AIM OF THE EXERCISE: Show each line in the records below that contains the word "sample", with case counting.

○ ○ ○ ○ ○ ○ ○

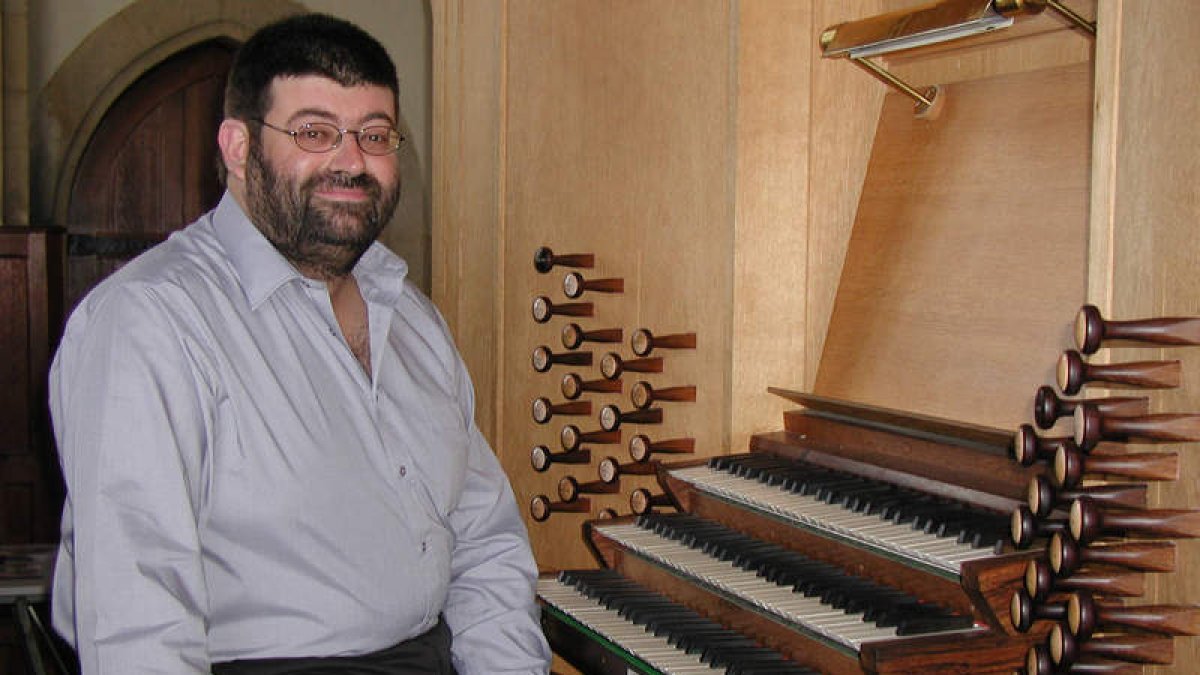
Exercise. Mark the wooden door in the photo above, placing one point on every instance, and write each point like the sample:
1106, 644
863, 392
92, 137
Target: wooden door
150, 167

○ ○ ○ ○ ○ ○ ○

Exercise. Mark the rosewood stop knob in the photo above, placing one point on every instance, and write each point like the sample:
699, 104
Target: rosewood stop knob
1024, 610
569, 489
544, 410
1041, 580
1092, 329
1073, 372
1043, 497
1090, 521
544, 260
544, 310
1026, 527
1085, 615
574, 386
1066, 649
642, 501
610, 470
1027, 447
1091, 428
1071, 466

○ ○ ○ ○ ○ ○ ○

TASK OUTPUT:
Exercise. Mark the wooden door in the photo above, placing one point on every instance, and write each point like the sample:
Exercise. Mark the rosewood stop knob in the photo above, placing one point on every instance, and write each point like the sample:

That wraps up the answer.